* [Task objective] Write out every entry precisely as given, leaving the pictures out.

* [Records for this exercise]
*-*-*
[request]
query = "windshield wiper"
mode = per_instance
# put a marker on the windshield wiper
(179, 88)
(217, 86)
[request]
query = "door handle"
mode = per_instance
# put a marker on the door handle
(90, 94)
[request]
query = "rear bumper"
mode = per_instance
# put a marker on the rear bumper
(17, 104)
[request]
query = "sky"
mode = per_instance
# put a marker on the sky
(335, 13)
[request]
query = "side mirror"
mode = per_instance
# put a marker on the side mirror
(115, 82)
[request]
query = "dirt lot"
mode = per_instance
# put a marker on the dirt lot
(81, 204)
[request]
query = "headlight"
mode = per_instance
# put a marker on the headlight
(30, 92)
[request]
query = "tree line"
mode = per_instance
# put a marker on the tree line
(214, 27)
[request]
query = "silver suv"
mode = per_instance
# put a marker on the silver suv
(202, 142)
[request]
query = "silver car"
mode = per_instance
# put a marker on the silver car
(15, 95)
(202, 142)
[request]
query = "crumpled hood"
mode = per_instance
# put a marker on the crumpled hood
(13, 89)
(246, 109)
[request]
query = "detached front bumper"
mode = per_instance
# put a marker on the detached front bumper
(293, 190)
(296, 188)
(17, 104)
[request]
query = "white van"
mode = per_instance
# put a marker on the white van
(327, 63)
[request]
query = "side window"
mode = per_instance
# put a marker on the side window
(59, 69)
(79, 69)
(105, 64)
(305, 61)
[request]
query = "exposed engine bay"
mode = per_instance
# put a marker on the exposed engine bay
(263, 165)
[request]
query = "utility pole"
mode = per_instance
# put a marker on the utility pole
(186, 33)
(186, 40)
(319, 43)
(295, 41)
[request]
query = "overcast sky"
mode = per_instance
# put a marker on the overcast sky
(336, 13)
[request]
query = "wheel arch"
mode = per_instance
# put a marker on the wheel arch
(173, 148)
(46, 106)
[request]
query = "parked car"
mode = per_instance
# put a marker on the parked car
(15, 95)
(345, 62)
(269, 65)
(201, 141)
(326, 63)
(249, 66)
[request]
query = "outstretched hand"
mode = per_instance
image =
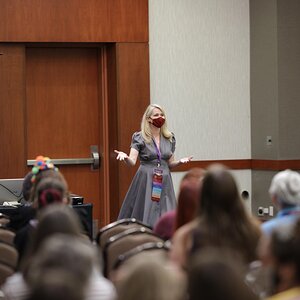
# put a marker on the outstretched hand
(121, 155)
(185, 160)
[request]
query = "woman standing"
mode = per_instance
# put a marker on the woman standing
(151, 192)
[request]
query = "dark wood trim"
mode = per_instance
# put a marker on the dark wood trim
(275, 165)
(243, 164)
(74, 21)
(104, 138)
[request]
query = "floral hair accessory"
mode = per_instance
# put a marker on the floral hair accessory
(42, 163)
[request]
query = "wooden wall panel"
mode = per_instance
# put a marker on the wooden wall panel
(74, 21)
(12, 100)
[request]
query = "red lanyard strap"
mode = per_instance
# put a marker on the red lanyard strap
(158, 153)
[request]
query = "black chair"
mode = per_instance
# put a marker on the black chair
(8, 261)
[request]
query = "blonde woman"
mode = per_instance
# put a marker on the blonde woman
(151, 192)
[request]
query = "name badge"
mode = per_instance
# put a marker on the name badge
(156, 184)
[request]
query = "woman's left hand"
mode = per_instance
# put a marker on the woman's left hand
(185, 160)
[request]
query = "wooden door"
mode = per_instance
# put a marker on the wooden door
(63, 113)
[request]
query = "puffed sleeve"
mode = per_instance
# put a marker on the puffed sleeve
(137, 141)
(173, 143)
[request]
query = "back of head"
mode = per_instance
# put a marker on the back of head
(216, 275)
(55, 219)
(62, 252)
(219, 194)
(164, 227)
(285, 253)
(285, 186)
(149, 277)
(188, 198)
(50, 190)
(58, 285)
(223, 219)
(42, 169)
(27, 186)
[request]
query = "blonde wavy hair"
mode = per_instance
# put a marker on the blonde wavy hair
(145, 126)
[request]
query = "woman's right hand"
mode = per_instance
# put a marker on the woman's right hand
(121, 155)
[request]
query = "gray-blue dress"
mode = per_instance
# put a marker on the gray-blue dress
(137, 203)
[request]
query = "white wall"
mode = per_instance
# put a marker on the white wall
(200, 74)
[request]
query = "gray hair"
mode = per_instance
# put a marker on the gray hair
(285, 186)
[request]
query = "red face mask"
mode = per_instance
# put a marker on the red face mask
(158, 122)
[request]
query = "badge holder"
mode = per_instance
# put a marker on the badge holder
(156, 184)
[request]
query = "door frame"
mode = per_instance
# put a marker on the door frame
(124, 89)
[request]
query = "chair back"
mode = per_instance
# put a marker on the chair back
(7, 236)
(125, 241)
(4, 220)
(8, 261)
(159, 249)
(117, 227)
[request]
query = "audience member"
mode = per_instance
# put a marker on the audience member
(48, 191)
(282, 258)
(52, 220)
(285, 194)
(25, 212)
(58, 285)
(187, 204)
(222, 221)
(148, 278)
(215, 274)
(63, 253)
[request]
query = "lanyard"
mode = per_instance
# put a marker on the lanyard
(158, 154)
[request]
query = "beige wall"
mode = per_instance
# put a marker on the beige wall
(200, 73)
(228, 73)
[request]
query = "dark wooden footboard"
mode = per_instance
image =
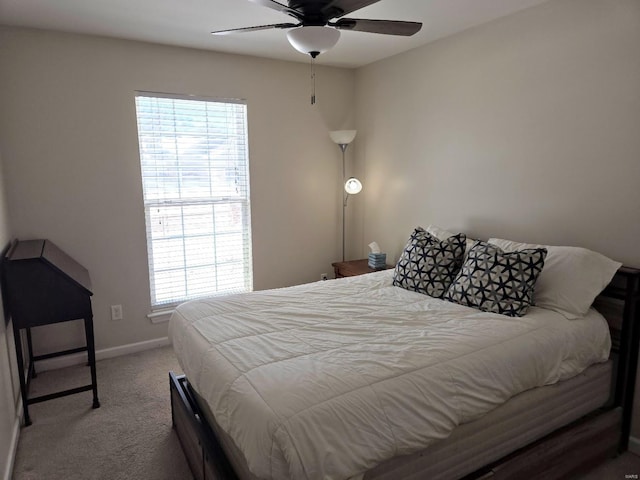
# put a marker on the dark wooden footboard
(563, 454)
(200, 445)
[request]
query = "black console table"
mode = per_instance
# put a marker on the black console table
(44, 285)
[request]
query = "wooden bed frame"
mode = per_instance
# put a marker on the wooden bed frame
(564, 453)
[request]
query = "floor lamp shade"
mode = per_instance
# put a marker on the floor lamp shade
(352, 186)
(343, 137)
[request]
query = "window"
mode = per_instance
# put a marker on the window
(195, 179)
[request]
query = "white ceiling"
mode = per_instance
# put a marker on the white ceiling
(188, 23)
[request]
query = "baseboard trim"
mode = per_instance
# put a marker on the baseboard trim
(13, 447)
(80, 358)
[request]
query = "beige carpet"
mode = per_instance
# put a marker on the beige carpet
(130, 435)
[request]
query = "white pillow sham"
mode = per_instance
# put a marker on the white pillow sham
(571, 279)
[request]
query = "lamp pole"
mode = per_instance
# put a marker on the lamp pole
(343, 138)
(343, 147)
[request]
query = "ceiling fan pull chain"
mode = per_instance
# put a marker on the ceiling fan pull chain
(313, 82)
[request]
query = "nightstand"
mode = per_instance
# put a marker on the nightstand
(354, 267)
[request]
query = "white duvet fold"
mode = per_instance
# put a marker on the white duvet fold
(326, 380)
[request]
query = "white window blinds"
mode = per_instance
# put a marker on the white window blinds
(195, 178)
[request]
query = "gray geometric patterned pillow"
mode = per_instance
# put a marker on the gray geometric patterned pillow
(429, 265)
(495, 281)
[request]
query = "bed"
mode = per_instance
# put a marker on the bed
(357, 378)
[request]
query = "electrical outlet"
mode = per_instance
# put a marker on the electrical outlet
(116, 312)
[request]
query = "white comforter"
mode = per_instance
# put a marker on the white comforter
(326, 380)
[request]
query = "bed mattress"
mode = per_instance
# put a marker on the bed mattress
(328, 380)
(523, 419)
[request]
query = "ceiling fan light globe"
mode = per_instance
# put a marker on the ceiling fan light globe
(313, 40)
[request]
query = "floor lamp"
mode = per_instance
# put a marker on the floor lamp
(352, 185)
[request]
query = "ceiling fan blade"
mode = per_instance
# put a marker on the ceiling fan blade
(257, 27)
(279, 7)
(386, 27)
(339, 8)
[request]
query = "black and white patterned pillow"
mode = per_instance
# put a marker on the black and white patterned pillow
(429, 265)
(495, 281)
*-*-*
* [Result of this task]
[request]
query = "windshield wiper"
mode = per_instance
# put a marker on the windshield wiper
(179, 88)
(217, 86)
[request]
query = "door handle"
mode = per_instance
# put a marker on the door handle
(90, 94)
[request]
query = "rear bumper"
mode = per_instance
# put a marker on the rear bumper
(17, 104)
[request]
query = "sky"
mode = per_instance
# put a marker on the sky
(335, 13)
[request]
query = "side mirror"
mode = per_instance
# put a marker on the side mirror
(115, 82)
[request]
query = "dirt lot"
mode = per_instance
# put a marker on the dirt lot
(81, 204)
[request]
query = "headlight"
mode = per_instance
# put a marker on the headlight
(30, 92)
[request]
query = "tree line"
mode = per_instance
# put a marker on the tree line
(214, 27)
[request]
query = "silver suv"
mode = per_instance
# put a marker on the silver suv
(202, 142)
[request]
query = "silver car"
mode = per_instance
# put a marker on the silver car
(15, 95)
(202, 142)
[request]
query = "crumpled hood"
mode = per_instance
# put a marker on the crumpled hood
(13, 89)
(246, 109)
[request]
query = "detached front bumper"
mode = per_instance
# put a marker on the detached front bumper
(293, 190)
(296, 188)
(17, 104)
[request]
query = "white van"
mode = per_instance
# put a marker on the white van
(327, 63)
[request]
query = "side window"
mode = per_instance
# put a marker on the side window
(59, 69)
(79, 69)
(105, 64)
(305, 61)
[request]
query = "exposed engine bay"
mode = per_instance
# put a marker on the exposed engine bay
(263, 165)
[request]
query = "utility pole"
mode = per_instance
# put a marker on the utility pole
(186, 33)
(186, 40)
(319, 43)
(295, 41)
[request]
query = "overcast sky"
mode = per_instance
# put a marker on the overcast sky
(336, 13)
[request]
query = "wheel arch"
mode = per_instance
# put a marker on the wheel arch
(173, 148)
(46, 106)
[request]
query = "parked car"
mode = per_instance
# put a marker on the parked car
(15, 95)
(345, 62)
(269, 65)
(201, 141)
(326, 63)
(249, 66)
[request]
query = "outstretched hand"
mode = per_instance
image =
# put a marker on the outstretched hand
(121, 155)
(185, 160)
[request]
query = "woman standing"
mode = per_instance
# put a marker on the woman standing
(151, 192)
[request]
query = "dark wood trim"
mode = per_instance
# put a marker on the dark wood trim
(275, 165)
(243, 164)
(74, 21)
(104, 138)
[request]
query = "floral hair accessory"
mode = per_instance
# put a marker on the floral hair accessory
(42, 163)
[request]
query = "wooden wall panel"
mode = per_instance
# put a marker on the wooden wall panel
(74, 21)
(12, 100)
[request]
query = "red lanyard strap"
mode = per_instance
# put a marker on the red lanyard strap
(158, 153)
[request]
query = "black chair"
mode = per_instance
# put a marker on the black chair
(8, 261)
[request]
query = "blonde woman"
mode = per_instance
# put a marker on the blonde woman
(151, 192)
[request]
query = "name badge"
mode = per_instance
# put a marker on the name badge
(156, 184)
[request]
query = "woman's left hand"
mode = per_instance
# put a marker on the woman's left hand
(185, 160)
[request]
query = "wooden door"
mode = per_instance
# put a marker on the wooden door
(63, 113)
[request]
query = "puffed sleeve"
mode = per_instance
# put a marker on the puffed sleeve
(137, 141)
(173, 143)
[request]
query = "back of head"
mode = per_instance
# put a marker on the back of head
(216, 275)
(55, 219)
(62, 252)
(219, 194)
(164, 227)
(285, 253)
(285, 186)
(149, 277)
(188, 198)
(50, 190)
(58, 285)
(223, 219)
(42, 169)
(27, 186)
[request]
query = "blonde wavy hair"
mode = per_instance
# put a marker on the blonde wavy hair
(145, 126)
[request]
query = "woman's right hand"
mode = per_instance
# put a marker on the woman's right hand
(121, 155)
[request]
query = "gray-blue dress"
mode = per_instance
# put a marker on the gray-blue dress
(137, 203)
[request]
query = "white wall"
mode = per_instance
# put a marker on the white wall
(200, 74)
[request]
query = "gray hair"
mode = per_instance
# put a marker on the gray hair
(285, 186)
[request]
query = "red face mask"
mode = per_instance
# put a marker on the red face mask
(158, 122)
[request]
query = "badge holder"
mode = per_instance
# put a marker on the badge holder
(156, 184)
[request]
query = "door frame"
mode = per_instance
# put a marker on the door frame
(124, 89)
[request]
query = "chair back"
mode = per_instance
# put a marker on the chair back
(7, 236)
(125, 241)
(4, 220)
(8, 261)
(159, 249)
(117, 227)
[request]
query = "audience member"
mode = per_instance
# put a marker on the audience member
(48, 191)
(282, 258)
(52, 220)
(285, 194)
(25, 212)
(58, 285)
(187, 204)
(222, 221)
(148, 278)
(215, 274)
(63, 253)
[request]
query = "lanyard"
mode = per_instance
# put a marker on the lanyard
(158, 154)
[request]
query = "beige wall"
mode = per_instance
# put a marker on the beige wall
(200, 73)
(228, 73)
[request]
query = "dark wooden footboard"
mode = per_instance
image =
# put a marker on the dark wooden footboard
(563, 454)
(200, 445)
[request]
query = "black console table"
mode = per_instance
# put a marker on the black console table
(44, 285)
[request]
query = "wooden bed frame"
mode = per_instance
# put a marker on the wooden bed frame
(564, 453)
[request]
query = "floor lamp shade"
mode = per_instance
# put a marker on the floor lamp shade
(352, 186)
(343, 137)
[request]
query = "window"
mode = per_instance
# put a marker on the window
(195, 179)
[request]
query = "white ceiling"
mode = per_instance
# put a marker on the white ceiling
(188, 23)
[request]
query = "baseboard trim"
mode = per_instance
# put a marker on the baseboard trim
(13, 447)
(80, 358)
[request]
query = "beige carpet"
mode = per_instance
# put a marker on the beige carpet
(130, 435)
[request]
query = "white pillow sham"
mode = per_instance
# put a marker on the white pillow sham
(571, 279)
[request]
query = "lamp pole"
mode = per_instance
# put a marker on the lamp pole
(343, 138)
(343, 147)
[request]
query = "ceiling fan pull chain"
mode = per_instance
# put a marker on the ceiling fan pull chain
(313, 82)
[request]
query = "nightstand"
mode = per_instance
# put a marker on the nightstand
(354, 267)
[request]
query = "white duvet fold"
mode = per_instance
# put a marker on the white duvet fold
(326, 380)
[request]
query = "white window blinds"
mode = per_instance
# put a marker on the white window blinds
(195, 178)
[request]
query = "gray geometric patterned pillow"
mode = per_instance
# put a marker on the gray geometric patterned pillow
(429, 265)
(495, 281)
[request]
query = "bed"
mode = per_instance
# put a marker on the bed
(357, 378)
[request]
query = "electrical outlet"
mode = per_instance
# put a marker on the electrical outlet
(116, 312)
[request]
query = "white comforter"
mode = per_instance
# put a marker on the white comforter
(326, 380)
[request]
query = "bed mattress"
mode = per_instance
# put a marker on the bed mattress
(328, 380)
(523, 419)
[request]
query = "ceiling fan light globe"
mode = per_instance
# put a marker on the ceiling fan light globe
(313, 40)
[request]
query = "floor lamp"
mode = per_instance
# put a marker on the floor lamp
(352, 185)
[request]
query = "ceiling fan blade"
mode = per_instance
# put a marker on the ceiling fan blade
(257, 27)
(279, 7)
(386, 27)
(339, 8)
[request]
query = "black and white patterned pillow"
mode = per_instance
# put a marker on the black and white patterned pillow
(429, 265)
(495, 281)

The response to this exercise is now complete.